*DATASET CONTENT*.
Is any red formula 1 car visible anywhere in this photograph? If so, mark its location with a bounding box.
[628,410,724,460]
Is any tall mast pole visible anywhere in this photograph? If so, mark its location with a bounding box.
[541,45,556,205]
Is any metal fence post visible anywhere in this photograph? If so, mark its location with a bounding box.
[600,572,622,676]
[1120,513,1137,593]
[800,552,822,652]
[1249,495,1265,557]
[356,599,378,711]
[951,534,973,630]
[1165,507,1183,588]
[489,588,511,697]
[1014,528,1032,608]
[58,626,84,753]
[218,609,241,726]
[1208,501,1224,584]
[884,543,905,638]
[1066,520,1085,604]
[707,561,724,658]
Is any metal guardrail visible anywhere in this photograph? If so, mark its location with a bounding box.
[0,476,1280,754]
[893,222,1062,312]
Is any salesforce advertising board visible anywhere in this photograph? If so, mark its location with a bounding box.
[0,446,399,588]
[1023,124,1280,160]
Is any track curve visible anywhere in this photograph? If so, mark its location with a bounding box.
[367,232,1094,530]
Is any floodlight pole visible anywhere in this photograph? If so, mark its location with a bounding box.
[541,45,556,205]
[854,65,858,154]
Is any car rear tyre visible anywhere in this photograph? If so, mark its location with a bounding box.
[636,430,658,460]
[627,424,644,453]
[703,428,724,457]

*OBJECTIVE*. Convert the lines from the one containing "Is any track" through the end of the data into a JSON list of strings, one string per line, with blank lines omitted.

*FINAL RESULT*.
[
  "Is any track curve visible anywhere in this photograph? If so, mark its location with a bounding box.",
  "[367,232,1094,530]",
  "Is any floodlight pole visible anywhere in this photograph? If so, mark its location with a bounding box.",
  "[541,45,556,205]",
  "[854,65,858,154]",
  "Is any car rear tyre visible anywhere in this photograph? If so, mark its location with a bounding box.",
  "[636,430,658,460]",
  "[627,424,644,453]",
  "[703,428,724,457]"
]